From 18125b0dafa0cd3f41ebfed870e2b3292a3ceb61 Mon Sep 17 00:00:00 2001
From: Peter Steinberger <steipete@gmail.com>
Date: Sun, 10 May 2026 00:00:43 +0100
Subject: [PATCH] test: tighten gateway exposure assertions

---
 src/security/audit-gateway-exposure.test.ts | 27 ++++++++++++++++-----
 1 file changed, 21 insertions(+), 6 deletions(-)

diff --git a/src/security/audit-gateway-exposure.test.ts b/src/security/audit-gateway-exposure.test.ts
index b5f3c7d33ae..28acea66937 100644
--- a/src/security/audit-gateway-exposure.test.ts
+++ b/src/security/audit-gateway-exposure.test.ts
@@ -15,12 +15,23 @@ function requireDangerousFlagsFinding(
   label: string,
 ) {
   const finding = findings.find((entry) => entry.checkId === "config.insecure_or_dangerous_flags");
-  expect(finding, label).toMatchObject({
-    checkId: "config.insecure_or_dangerous_flags",
-  });
   if (!finding) {
     throw new Error(`Expected dangerous flags finding for ${label}`);
   }
+  expect(finding.checkId, label).toBe("config.insecure_or_dangerous_flags");
+  return finding;
+}
+
+function requireFinding(
+  findings: ReturnType<typeof collectGatewayConfigFindings>,
+  checkId: string,
+  label: string,
+) {
+  const finding = findings.find((entry) => entry.checkId === checkId);
+  if (!finding) {
+    throw new Error(`Expected ${checkId} finding for ${label}`);
+  }
+  expect(finding.checkId, label).toBe(checkId);
   return finding;
 }
 
@@ -79,9 +90,12 @@ describe("security audit gateway exposure findings", () => {
     for (const testCase of cases) {
       const findings = collectGatewayConfigFindings(testCase.cfg, testCase.cfg, {});
       if ("expectedFinding" in testCase) {
-        expect(findings, testCase.name).toEqual(
-          expect.arrayContaining([expect.objectContaining(testCase.expectedFinding)]),
+        const exposureFinding = requireFinding(
+          findings,
+          testCase.expectedFinding.checkId,
+          testCase.name,
         );
+        expect(exposureFinding.severity, testCase.name).toBe(testCase.expectedFinding.severity);
       }
       const finding = requireDangerousFlagsFinding(findings, testCase.name);
       expect(finding.severity, testCase.name).toBe("warn");
@@ -135,7 +149,8 @@ describe("security audit gateway exposure findings", () => {
     },
   ])("$name", ({ cfg, expectedFinding, expectedNoFinding }) => {
     const findings = collectGatewayConfigFindings(cfg, cfg, {});
-    expect(findings).toEqual(expect.arrayContaining([expect.objectContaining(expectedFinding)]));
+    const finding = requireFinding(findings, expectedFinding.checkId, expectedFinding.checkId);
+    expect(finding.severity).toBe(expectedFinding.severity);
     if (expectedNoFinding) {
       expect(findings.map((finding) => finding.checkId)).not.toContain(expectedNoFinding);
     }

§ Extracted entries
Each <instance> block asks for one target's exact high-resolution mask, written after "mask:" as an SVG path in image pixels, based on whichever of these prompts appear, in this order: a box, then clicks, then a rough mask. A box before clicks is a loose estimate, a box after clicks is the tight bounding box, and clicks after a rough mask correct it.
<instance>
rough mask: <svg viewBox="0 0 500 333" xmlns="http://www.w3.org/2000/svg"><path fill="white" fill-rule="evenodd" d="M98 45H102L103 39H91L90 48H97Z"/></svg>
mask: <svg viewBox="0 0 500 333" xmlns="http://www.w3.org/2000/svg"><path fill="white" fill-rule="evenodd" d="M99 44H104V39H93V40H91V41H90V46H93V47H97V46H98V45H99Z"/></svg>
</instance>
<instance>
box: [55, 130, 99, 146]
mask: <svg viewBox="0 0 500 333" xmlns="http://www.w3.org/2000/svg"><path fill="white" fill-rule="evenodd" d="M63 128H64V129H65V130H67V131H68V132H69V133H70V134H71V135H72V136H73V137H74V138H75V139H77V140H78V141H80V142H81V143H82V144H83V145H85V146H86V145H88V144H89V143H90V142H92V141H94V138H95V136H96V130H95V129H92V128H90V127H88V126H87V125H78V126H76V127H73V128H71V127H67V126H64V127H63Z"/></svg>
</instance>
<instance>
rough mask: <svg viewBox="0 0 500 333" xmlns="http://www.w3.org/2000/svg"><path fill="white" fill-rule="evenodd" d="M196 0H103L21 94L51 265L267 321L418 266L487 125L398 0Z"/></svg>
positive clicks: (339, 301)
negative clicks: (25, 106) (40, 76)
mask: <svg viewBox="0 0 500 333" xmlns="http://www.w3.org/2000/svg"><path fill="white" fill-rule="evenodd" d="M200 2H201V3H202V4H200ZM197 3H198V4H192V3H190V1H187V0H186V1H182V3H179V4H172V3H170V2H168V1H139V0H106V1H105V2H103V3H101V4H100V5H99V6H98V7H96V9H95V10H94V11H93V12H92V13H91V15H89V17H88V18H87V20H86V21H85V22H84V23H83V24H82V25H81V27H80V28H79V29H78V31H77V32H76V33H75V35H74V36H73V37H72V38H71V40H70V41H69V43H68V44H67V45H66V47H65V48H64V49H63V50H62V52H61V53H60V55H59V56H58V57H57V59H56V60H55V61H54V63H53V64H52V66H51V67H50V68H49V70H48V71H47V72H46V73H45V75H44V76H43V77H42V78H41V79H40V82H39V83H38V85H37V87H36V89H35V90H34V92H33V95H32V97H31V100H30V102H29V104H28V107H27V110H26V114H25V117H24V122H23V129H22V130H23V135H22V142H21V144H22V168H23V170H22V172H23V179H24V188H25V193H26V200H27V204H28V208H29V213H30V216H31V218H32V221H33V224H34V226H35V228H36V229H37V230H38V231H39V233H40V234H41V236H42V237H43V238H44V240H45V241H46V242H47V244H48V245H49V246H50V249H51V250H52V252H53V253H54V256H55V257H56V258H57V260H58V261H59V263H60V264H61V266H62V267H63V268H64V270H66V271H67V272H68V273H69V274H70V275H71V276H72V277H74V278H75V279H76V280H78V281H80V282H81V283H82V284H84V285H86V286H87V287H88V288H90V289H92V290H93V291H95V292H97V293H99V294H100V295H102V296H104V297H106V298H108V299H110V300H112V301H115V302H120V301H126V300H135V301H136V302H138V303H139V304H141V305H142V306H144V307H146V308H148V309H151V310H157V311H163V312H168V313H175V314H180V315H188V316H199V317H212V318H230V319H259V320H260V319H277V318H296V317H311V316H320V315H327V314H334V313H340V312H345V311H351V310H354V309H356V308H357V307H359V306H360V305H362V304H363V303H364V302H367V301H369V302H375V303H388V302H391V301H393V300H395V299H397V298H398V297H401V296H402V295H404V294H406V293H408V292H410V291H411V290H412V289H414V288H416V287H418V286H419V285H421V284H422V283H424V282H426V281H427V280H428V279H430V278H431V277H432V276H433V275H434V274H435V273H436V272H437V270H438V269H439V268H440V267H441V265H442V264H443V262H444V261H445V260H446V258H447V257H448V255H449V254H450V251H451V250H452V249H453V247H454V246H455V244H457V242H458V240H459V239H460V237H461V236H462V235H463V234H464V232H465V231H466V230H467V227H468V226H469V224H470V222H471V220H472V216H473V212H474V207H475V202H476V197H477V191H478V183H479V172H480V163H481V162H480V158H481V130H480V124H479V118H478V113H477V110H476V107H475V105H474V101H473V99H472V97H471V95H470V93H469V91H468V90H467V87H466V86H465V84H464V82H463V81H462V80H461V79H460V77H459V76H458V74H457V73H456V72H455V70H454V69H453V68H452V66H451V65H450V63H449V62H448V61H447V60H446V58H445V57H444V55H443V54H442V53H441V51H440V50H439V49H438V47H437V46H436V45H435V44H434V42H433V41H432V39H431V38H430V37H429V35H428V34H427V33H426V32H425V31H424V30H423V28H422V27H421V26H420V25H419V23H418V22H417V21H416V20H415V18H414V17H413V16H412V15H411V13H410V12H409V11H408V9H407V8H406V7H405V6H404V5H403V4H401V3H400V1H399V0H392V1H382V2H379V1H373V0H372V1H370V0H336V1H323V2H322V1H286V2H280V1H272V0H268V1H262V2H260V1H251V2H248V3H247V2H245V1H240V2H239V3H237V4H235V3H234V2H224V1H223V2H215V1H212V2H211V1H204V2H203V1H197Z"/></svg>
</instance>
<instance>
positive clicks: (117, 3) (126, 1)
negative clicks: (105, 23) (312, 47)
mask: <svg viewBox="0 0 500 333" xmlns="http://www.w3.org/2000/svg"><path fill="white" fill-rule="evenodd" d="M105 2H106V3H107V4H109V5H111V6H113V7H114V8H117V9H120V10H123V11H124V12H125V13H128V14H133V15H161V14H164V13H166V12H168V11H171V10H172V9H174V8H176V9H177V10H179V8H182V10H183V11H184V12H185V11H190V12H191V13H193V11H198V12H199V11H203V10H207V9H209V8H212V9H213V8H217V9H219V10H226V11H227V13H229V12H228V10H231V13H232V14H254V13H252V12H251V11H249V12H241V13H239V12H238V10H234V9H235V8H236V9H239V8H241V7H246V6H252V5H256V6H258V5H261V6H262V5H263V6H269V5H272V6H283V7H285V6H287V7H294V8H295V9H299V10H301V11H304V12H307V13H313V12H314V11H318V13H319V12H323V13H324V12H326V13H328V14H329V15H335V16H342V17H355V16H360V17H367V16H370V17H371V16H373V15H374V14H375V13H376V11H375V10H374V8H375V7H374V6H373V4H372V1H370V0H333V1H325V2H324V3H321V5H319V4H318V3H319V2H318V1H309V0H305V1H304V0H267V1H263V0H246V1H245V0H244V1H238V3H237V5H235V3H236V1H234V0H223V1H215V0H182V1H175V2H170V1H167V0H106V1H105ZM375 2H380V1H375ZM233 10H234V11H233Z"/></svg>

§ Explore the material
• A. Name every parameter declared for the new function requireFinding in the patch, with the type given for each.
• B. Return, character for character, the stretch of the patch from "From 18125b0dafa0cd3f41ebfed870e2b3292a3ceb61 Mon" through "insertions(+), 6 deletions(-)".

§ Task responses
• A.
findings: ReturnType<typeof collectGatewayConfigFindings>
checkId: string
label: string

• B.
From 18125b0dafa0cd3f41ebfed870e2b3292a3ceb61 Mon Sep 17 00:00:00 2001
From: Peter Steinberger <steipete@gmail.com>
Date: Sun, 10 May 2026 00:00:43 +0100
Subject: [PATCH] test: tighten gateway exposure assertions

---
 src/security/audit-gateway-exposure.test.ts | 27 ++++++++++++++++-----
 1 file changed, 21 insertions(+), 6 deletions(-)